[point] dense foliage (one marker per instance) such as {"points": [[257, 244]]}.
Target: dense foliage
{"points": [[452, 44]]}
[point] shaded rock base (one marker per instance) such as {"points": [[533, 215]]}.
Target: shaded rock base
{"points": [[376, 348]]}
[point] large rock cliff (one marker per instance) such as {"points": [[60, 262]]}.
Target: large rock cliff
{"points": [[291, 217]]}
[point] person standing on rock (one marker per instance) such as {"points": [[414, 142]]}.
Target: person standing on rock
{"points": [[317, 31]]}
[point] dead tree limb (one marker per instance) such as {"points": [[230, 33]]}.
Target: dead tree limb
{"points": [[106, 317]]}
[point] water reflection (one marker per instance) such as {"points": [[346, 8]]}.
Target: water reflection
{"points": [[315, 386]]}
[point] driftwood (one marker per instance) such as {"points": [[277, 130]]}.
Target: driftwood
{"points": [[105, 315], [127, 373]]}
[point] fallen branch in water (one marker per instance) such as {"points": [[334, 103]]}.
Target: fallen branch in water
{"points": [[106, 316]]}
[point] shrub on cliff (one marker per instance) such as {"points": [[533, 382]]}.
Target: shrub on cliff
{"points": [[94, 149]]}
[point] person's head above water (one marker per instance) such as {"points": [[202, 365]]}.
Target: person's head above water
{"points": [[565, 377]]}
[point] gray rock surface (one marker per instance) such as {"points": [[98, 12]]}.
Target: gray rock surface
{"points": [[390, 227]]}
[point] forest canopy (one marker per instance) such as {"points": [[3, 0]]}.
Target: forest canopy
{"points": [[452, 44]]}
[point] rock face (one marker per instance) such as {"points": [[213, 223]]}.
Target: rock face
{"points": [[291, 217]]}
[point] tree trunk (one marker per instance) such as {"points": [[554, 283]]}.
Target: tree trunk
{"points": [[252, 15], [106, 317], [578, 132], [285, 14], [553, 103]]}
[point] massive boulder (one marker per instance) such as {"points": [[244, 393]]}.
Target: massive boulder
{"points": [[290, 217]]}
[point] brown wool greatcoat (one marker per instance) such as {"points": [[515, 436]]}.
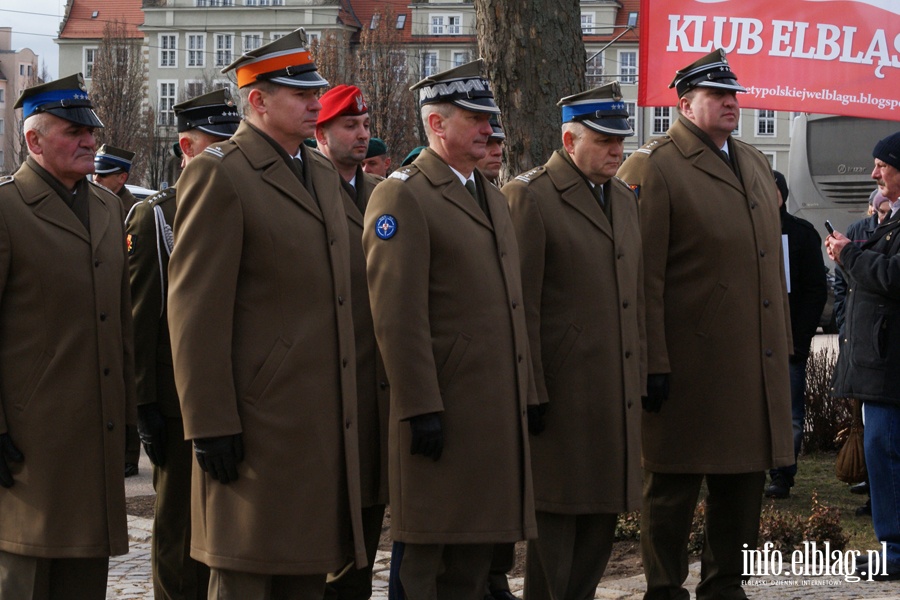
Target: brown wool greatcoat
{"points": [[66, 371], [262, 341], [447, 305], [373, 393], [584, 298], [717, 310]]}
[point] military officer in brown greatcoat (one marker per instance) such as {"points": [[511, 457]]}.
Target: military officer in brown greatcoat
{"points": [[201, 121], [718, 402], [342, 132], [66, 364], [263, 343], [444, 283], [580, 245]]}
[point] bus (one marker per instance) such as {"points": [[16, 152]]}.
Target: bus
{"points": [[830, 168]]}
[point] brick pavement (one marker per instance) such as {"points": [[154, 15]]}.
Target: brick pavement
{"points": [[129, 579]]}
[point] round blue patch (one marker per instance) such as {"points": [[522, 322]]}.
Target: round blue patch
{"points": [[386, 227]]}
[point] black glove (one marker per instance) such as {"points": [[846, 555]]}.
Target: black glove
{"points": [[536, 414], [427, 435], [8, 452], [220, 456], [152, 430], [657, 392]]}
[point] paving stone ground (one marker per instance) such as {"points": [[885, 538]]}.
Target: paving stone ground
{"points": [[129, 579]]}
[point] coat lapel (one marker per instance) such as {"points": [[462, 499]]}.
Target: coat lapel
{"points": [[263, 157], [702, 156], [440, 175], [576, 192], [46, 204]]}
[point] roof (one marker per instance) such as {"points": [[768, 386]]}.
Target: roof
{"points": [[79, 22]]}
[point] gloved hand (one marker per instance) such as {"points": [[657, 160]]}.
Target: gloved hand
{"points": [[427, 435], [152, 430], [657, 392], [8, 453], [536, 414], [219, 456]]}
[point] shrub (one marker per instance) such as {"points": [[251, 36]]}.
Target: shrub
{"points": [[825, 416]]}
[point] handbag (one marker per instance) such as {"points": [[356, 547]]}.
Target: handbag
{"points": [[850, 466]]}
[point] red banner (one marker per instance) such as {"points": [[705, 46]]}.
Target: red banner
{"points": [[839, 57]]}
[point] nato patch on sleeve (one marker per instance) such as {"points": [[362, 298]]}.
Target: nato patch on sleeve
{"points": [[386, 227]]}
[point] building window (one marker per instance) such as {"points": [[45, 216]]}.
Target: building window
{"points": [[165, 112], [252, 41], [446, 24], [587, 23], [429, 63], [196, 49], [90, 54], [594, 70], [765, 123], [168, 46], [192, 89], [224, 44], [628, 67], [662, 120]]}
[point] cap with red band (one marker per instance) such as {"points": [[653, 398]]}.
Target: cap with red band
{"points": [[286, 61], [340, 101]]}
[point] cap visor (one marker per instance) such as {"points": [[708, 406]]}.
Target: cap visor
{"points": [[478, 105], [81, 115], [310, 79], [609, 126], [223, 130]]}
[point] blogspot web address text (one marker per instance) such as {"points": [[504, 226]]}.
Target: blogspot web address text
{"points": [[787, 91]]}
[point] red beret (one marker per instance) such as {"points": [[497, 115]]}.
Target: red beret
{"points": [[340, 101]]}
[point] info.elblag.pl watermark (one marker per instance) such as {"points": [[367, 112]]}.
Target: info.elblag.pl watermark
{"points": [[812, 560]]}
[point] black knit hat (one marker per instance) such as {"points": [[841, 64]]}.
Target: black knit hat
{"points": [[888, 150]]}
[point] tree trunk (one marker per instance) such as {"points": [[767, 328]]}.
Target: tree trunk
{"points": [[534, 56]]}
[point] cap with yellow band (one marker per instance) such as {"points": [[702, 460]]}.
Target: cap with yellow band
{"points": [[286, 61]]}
#####
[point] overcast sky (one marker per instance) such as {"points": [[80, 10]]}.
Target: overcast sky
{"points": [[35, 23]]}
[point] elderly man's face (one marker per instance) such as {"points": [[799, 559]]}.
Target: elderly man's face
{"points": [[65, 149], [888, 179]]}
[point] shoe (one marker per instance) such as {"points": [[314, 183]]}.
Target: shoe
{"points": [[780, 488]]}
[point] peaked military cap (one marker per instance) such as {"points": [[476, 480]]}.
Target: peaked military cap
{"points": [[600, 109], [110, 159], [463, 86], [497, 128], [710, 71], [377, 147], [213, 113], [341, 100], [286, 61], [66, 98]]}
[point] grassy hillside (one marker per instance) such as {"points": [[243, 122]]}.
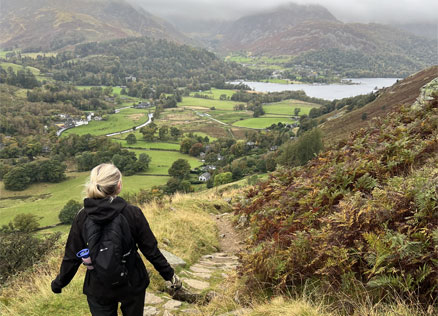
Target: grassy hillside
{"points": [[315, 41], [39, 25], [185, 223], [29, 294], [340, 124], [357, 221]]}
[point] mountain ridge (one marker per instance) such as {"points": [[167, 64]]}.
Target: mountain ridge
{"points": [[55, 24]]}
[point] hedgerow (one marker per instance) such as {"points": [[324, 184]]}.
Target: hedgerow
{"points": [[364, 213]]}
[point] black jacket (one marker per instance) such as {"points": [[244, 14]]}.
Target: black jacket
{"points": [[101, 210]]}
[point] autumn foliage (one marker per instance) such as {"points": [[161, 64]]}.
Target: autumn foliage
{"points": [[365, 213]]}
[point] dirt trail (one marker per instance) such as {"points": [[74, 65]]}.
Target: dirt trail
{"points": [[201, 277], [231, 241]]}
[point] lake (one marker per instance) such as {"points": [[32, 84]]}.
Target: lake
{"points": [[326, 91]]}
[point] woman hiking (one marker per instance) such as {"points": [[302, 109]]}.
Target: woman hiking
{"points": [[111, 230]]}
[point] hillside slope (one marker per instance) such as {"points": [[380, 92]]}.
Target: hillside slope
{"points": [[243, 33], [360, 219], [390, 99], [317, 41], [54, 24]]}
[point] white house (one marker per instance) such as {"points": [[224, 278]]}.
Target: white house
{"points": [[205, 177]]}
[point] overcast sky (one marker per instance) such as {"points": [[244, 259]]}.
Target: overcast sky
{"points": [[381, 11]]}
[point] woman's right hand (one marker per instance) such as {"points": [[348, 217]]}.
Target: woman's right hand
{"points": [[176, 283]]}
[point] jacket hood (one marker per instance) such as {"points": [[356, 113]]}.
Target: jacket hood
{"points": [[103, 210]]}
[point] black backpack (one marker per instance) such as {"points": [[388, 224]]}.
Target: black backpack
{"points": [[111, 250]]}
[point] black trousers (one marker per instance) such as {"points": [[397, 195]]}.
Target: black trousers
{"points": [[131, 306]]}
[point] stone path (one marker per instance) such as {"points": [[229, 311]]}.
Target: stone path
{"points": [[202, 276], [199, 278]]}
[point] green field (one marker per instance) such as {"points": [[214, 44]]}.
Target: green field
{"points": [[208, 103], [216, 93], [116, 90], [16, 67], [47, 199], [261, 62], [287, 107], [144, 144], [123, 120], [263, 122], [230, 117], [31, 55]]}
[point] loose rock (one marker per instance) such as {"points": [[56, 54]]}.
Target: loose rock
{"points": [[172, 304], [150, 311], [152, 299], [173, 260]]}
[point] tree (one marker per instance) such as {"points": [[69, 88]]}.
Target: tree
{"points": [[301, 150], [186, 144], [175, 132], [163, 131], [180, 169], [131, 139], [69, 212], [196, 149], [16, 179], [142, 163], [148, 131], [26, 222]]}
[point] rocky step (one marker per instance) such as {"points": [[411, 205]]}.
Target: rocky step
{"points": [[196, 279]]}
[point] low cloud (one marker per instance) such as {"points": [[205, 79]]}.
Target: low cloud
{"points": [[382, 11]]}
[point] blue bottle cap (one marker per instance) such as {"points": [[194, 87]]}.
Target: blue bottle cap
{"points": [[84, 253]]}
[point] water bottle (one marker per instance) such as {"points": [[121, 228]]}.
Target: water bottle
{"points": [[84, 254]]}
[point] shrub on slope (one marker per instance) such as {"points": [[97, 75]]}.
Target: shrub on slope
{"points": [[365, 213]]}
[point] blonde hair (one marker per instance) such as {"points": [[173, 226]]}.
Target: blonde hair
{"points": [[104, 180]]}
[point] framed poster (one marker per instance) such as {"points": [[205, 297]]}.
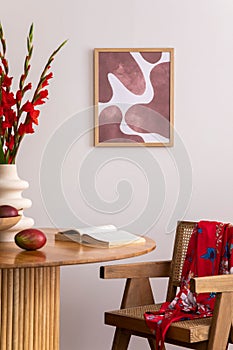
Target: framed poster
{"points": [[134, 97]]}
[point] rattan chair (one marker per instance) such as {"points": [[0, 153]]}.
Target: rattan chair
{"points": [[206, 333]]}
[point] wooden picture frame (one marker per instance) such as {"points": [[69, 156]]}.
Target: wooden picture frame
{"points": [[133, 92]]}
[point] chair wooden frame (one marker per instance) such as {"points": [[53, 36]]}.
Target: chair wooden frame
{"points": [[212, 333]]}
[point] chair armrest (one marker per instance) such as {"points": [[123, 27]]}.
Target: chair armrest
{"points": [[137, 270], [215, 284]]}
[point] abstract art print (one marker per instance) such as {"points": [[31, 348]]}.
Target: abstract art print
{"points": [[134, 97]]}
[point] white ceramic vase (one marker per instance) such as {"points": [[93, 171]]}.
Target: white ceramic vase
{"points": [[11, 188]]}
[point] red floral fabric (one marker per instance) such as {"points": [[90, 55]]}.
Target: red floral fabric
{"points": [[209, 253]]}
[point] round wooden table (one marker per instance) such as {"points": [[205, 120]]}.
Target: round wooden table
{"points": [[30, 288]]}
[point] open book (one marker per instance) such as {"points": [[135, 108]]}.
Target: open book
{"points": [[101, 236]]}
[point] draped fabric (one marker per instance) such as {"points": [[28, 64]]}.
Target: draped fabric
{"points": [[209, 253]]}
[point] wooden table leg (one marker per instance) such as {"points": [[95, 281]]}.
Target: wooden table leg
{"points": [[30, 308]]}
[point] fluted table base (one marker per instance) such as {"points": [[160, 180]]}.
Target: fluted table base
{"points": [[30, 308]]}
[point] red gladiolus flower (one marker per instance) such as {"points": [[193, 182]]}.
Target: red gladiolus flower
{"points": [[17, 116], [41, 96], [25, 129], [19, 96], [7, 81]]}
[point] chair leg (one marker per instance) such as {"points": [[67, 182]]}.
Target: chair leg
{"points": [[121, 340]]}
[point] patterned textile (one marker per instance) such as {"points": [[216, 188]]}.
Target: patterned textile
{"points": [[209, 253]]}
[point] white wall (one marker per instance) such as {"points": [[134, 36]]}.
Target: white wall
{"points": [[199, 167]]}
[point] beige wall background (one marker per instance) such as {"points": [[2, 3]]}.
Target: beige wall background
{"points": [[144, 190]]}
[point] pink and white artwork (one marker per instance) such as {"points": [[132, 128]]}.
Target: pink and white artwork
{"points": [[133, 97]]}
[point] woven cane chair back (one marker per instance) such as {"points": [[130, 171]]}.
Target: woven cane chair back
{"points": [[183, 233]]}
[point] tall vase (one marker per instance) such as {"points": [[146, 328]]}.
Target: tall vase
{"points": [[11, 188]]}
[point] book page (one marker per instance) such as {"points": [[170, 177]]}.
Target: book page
#####
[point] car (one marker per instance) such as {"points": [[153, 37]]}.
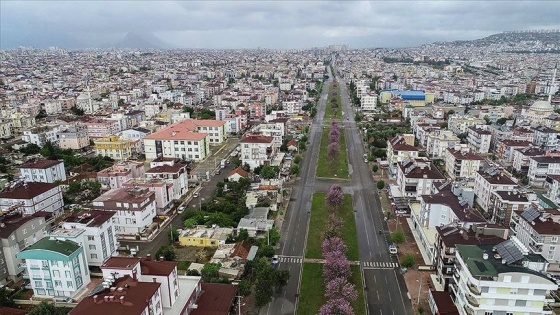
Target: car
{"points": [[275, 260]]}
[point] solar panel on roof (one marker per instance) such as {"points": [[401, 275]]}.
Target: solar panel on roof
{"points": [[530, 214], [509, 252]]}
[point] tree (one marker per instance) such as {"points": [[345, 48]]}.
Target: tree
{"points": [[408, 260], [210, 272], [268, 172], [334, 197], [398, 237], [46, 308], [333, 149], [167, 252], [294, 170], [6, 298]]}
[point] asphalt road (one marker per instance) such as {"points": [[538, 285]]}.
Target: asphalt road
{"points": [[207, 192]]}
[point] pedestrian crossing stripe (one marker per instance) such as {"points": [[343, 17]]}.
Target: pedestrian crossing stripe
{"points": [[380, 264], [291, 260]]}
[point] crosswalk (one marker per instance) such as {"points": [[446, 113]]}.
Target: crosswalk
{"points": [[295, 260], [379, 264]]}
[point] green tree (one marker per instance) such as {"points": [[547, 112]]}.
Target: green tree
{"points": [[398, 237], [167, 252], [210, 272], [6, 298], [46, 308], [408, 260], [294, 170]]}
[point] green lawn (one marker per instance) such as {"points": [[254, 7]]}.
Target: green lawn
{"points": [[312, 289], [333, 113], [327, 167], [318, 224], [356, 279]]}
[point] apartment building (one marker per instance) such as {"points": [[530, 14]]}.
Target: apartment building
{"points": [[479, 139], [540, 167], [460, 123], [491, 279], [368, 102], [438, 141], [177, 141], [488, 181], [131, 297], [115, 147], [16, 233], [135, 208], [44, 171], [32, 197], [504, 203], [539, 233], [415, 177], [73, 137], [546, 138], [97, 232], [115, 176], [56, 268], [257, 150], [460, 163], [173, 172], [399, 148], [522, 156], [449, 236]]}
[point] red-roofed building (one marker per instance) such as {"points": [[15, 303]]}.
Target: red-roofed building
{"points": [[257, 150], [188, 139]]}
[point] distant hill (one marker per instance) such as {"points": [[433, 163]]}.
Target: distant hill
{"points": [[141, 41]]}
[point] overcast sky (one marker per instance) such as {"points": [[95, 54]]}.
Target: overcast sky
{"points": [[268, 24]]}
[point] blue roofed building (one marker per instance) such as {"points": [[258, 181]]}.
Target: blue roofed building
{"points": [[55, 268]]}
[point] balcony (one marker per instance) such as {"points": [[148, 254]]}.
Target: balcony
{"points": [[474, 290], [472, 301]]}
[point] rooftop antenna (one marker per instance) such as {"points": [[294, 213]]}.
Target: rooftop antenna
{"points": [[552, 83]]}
#####
SHORT PROBLEM: Revise the records from the line containing "[point] patterned textile" through the line containing "Target: book page", replacing "tall vase" with "glass vase" and leaving everything else unchanged. Give only those lines.

IN RESPONSE:
[point] patterned textile (one marker per instance) such as {"points": [[216, 188]]}.
Target: patterned textile
{"points": [[209, 253]]}
[point] white wall (one marker per instance) such as {"points": [[134, 36]]}.
Target: white wall
{"points": [[199, 167]]}
[point] beige wall background (one marker per instance) such as {"points": [[2, 3]]}.
Target: beige wall background
{"points": [[144, 190]]}
[point] pink and white artwork (one marker per instance) such as {"points": [[132, 128]]}.
Target: pink and white artwork
{"points": [[133, 97]]}
[point] woven cane chair back (one marker per instance) such as {"points": [[130, 171]]}.
Target: woven cane chair back
{"points": [[183, 233]]}
[point] glass vase (one marker per instance) such as {"points": [[146, 328]]}.
Target: glass vase
{"points": [[11, 188]]}
[point] book page (one marker per instance) such as {"points": [[170, 177]]}.
Target: book page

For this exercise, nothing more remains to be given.